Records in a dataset

= = = =

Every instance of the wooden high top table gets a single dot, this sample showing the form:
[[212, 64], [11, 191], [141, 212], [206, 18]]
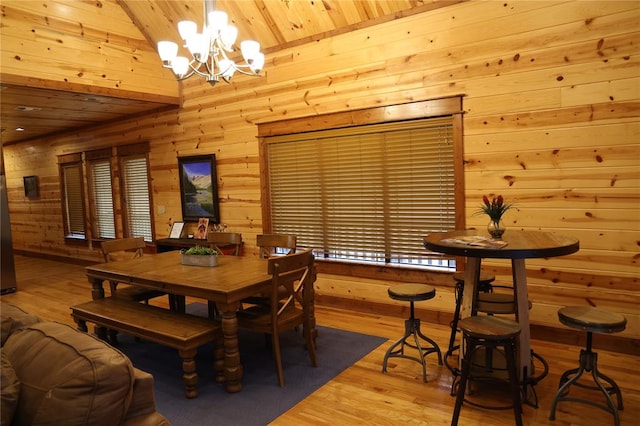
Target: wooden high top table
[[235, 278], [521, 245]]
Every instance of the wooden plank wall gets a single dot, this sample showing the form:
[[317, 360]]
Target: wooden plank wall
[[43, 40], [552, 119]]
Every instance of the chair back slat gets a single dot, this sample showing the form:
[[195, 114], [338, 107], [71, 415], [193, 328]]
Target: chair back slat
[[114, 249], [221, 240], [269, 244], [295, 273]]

= = = =

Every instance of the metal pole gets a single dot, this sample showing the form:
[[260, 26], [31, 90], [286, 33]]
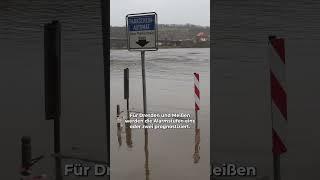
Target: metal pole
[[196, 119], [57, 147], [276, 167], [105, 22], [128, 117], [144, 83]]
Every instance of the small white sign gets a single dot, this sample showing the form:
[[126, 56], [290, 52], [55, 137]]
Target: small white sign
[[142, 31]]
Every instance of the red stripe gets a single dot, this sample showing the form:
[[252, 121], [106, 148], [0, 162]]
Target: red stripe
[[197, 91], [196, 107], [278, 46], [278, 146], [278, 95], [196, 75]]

= = = =

*Written task*.
Substitute "steel pole" for "metal pole" in the records between the lines holding "Every instance of the metal" and "[[142, 31]]", inclusive, and write out only those lines with everything else unchanged. Leave the pictures out.

*Result of the exercise*.
Every instance of the steel pole gets a single dot, this sample showing the form:
[[260, 26], [31, 90], [286, 33]]
Target: steel pole
[[196, 119], [57, 147], [276, 167], [105, 22], [128, 117], [144, 83]]
Every instance of the small white sign gets a single dot, this sample showing the form:
[[126, 56], [290, 52], [55, 137]]
Target: small white sign
[[142, 31]]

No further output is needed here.